### THE EXERCISE
Could you return all of the material below word for word, leaving the pictures out?

>> BEGIN ITEMS

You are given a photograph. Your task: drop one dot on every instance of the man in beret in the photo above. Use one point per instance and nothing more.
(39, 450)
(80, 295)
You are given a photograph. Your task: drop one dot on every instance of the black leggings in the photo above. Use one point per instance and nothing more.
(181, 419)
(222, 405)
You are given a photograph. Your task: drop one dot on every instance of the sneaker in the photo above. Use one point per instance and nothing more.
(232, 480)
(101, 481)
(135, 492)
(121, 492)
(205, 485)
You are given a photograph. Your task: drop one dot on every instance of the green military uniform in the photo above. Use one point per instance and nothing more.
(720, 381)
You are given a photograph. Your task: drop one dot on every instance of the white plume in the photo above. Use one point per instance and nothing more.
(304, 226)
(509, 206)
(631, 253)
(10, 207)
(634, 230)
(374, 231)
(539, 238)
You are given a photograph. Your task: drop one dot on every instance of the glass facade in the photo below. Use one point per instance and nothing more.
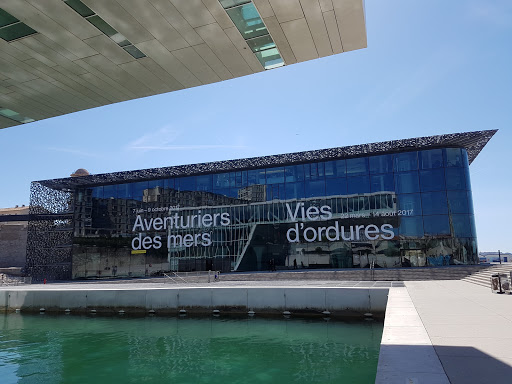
(407, 209)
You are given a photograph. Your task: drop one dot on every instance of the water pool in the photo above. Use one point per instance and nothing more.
(89, 349)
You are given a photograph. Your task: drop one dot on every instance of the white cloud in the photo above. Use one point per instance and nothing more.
(497, 13)
(164, 139)
(76, 152)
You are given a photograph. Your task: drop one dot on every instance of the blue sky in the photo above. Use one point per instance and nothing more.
(430, 68)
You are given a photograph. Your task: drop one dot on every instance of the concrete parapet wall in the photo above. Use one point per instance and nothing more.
(200, 299)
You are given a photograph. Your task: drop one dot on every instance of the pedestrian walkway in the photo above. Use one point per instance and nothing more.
(468, 327)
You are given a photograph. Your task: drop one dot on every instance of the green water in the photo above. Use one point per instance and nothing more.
(87, 349)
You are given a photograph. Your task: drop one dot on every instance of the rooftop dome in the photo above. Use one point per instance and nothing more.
(80, 172)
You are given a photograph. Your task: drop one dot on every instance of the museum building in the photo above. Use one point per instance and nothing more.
(401, 203)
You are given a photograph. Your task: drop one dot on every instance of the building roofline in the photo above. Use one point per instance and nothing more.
(473, 142)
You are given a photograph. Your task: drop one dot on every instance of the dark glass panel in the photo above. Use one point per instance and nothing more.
(406, 161)
(16, 31)
(155, 183)
(204, 183)
(275, 175)
(470, 202)
(432, 180)
(295, 190)
(458, 202)
(357, 166)
(240, 179)
(248, 21)
(453, 157)
(335, 187)
(410, 203)
(6, 18)
(138, 190)
(134, 51)
(315, 188)
(411, 226)
(80, 7)
(433, 158)
(335, 168)
(275, 192)
(170, 184)
(232, 3)
(186, 183)
(221, 180)
(294, 173)
(436, 225)
(270, 58)
(124, 191)
(314, 171)
(381, 164)
(468, 179)
(256, 176)
(465, 161)
(330, 169)
(97, 192)
(407, 182)
(434, 203)
(455, 178)
(473, 226)
(109, 191)
(383, 182)
(360, 184)
(461, 225)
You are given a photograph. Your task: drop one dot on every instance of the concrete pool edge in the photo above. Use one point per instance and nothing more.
(337, 300)
(407, 354)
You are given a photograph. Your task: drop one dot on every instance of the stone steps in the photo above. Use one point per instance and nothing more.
(483, 277)
(392, 274)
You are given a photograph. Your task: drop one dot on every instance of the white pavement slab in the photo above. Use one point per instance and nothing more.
(406, 353)
(469, 327)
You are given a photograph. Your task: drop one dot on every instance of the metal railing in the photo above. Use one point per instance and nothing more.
(193, 277)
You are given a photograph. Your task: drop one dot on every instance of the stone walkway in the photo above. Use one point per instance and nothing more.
(468, 327)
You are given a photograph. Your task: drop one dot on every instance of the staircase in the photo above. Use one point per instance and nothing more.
(364, 274)
(483, 277)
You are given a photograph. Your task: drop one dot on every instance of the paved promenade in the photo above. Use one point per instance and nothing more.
(468, 327)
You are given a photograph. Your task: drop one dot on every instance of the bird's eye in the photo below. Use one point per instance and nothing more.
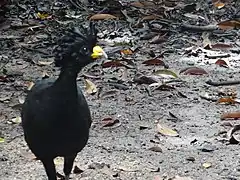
(85, 50)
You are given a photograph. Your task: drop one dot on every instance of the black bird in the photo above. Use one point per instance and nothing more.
(55, 116)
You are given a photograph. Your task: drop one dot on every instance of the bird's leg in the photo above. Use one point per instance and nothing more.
(68, 164)
(49, 168)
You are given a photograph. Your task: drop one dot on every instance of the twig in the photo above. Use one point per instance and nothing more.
(224, 83)
(199, 28)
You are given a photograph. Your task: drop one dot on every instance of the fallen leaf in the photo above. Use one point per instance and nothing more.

>> END ITEMS

### WRITTEN REPLY
You are given a photograph. Your task: drop one dot on every instance of the man in beret in the photo above. Use one point per instance and nothing more.
(39, 450)
(80, 295)
You are given a photograph. Your task: drop one dot on every instance of the black leggings in the photo above. Use one point per instance and nothing more.
(181, 419)
(222, 405)
You are given a photograph. Your task: drop one dot on every instance of the sneaker in the photo above. Use one point per instance and nothing more.
(232, 480)
(101, 481)
(135, 492)
(121, 492)
(205, 485)
You are given a photograph. Your task: drop one dot on every instance of the green military uniform in the photo above. Use one point per instance and nothing more.
(720, 381)
You are given a photograph. Your task: drop one dot on every instance of the white plume in the photo above. Use one point per instance and nothing more.
(304, 226)
(509, 206)
(631, 253)
(10, 207)
(634, 230)
(374, 231)
(539, 238)
You are given a photograph. Your task: drop one dot on every instance of the glass facade in the photo below. Use one point per instance and nothing more.
(407, 209)
You are given a photograph. Your task: drop one dot on every instance of the water pool in the photo above. Use one point per instance and nothing more.
(89, 349)
You are given a photograph. Your task: drop one dot on every instance of the white cloud in the photo above. Use one point per instance and nothing more.
(497, 13)
(164, 139)
(76, 152)
You are given a photograph. Your task: drop one dot on every instance of the blue sky in the photo above. Use one point per instance and nothing more.
(430, 68)
You are given a photograph. Your task: drop one dot on every instance of the concrete parapet wall in the photo above. Use one point per instance and nothing more.
(200, 299)
You are given a photograph. Your task: drop one dot on every instance of the pedestrian walkway in the photo above. Use one point per instance and nothing more.
(468, 327)
You are given a photograph. Your task: drop one dot on every instance of the green water in the photo above. Use one point per instance and nothing more.
(87, 349)
You are given a photograph. Your task: drop one dot on every instance of the rooftop dome in the photo above. Use one point per instance and nothing more.
(80, 172)
You are given a photograph. Your task: drop one dot on every instance of the museum building in the photo above. Use one point per instance and nothing more.
(401, 203)
You are given a photograph. Your task: drop one dot on every instance of the building roofline in the photo above. Use one point per instance and nothing more.
(473, 142)
You are given a photograph. Your task: drop one dot on every instance of the dark glass panel in the photo above. Use one point per instance and nothing more.
(406, 161)
(16, 31)
(155, 183)
(204, 183)
(275, 175)
(470, 202)
(432, 180)
(295, 190)
(458, 202)
(357, 166)
(240, 179)
(248, 21)
(453, 157)
(335, 187)
(410, 203)
(6, 18)
(138, 190)
(134, 51)
(315, 188)
(411, 226)
(80, 7)
(433, 158)
(335, 168)
(275, 192)
(170, 184)
(232, 3)
(186, 183)
(221, 180)
(294, 173)
(436, 225)
(270, 58)
(124, 191)
(314, 171)
(381, 164)
(468, 179)
(256, 176)
(465, 161)
(330, 169)
(97, 192)
(407, 182)
(434, 203)
(455, 178)
(473, 226)
(109, 191)
(383, 182)
(360, 184)
(461, 225)
You are given a photograph. Your task: drop one dot on every instance of the concrete pool edge in the photo above. Use one point per instance and nothing more.
(337, 300)
(407, 354)
You are given a photograph. Your task: drop one dot on every instance of the stone steps in the photo above. Use one point per instance and nothing more.
(483, 277)
(392, 274)
You are given a photograph. Your task: drop one dot on every instance of the white pavement slab in the photo above. Use one point per instance and nothing more.
(406, 353)
(469, 327)
You are given a photograph. Your task: drop one dot on every instance of the metal railing in the photo above. Use one point per instance and nothing more.
(193, 277)
You are given a photograph. Your task: drop one dot on every instance of the stone walkway in the photo above. Use one point per instance and nothing more.
(468, 327)
You are given a photograph. Your task: drop one dot on every instance of the staircase in the photo above. Use one point per instance and nothing more.
(364, 274)
(483, 277)
You are given a photograph. Your task: drop one dot on every instance of the paved promenade in the photo above. Use one point per instance and nothing more.
(468, 327)
You are given a photograph. Your task: drop one dot on every instance of the bird's eye in the photo below. Use one point per instance and nothing more.
(85, 50)
You are given a photograph. Your task: drop one dot on every instance of the black bird in the photo above. Use one point per instance and nothing more.
(55, 116)
You are given a photograph. Your task: drop one dot on every instance of the bird's leg in the photo above. Use one point per instance and nothing more.
(68, 164)
(49, 168)
You are given a photograph. Your task: drop one dot on every instance of the twig in the photo above. Use one point per instance and nothing more.
(224, 83)
(199, 28)
You are given a photograph. Your task: drop one dot on every instance of the fallen leaf in the photo above. Use one point per instance and nothing more.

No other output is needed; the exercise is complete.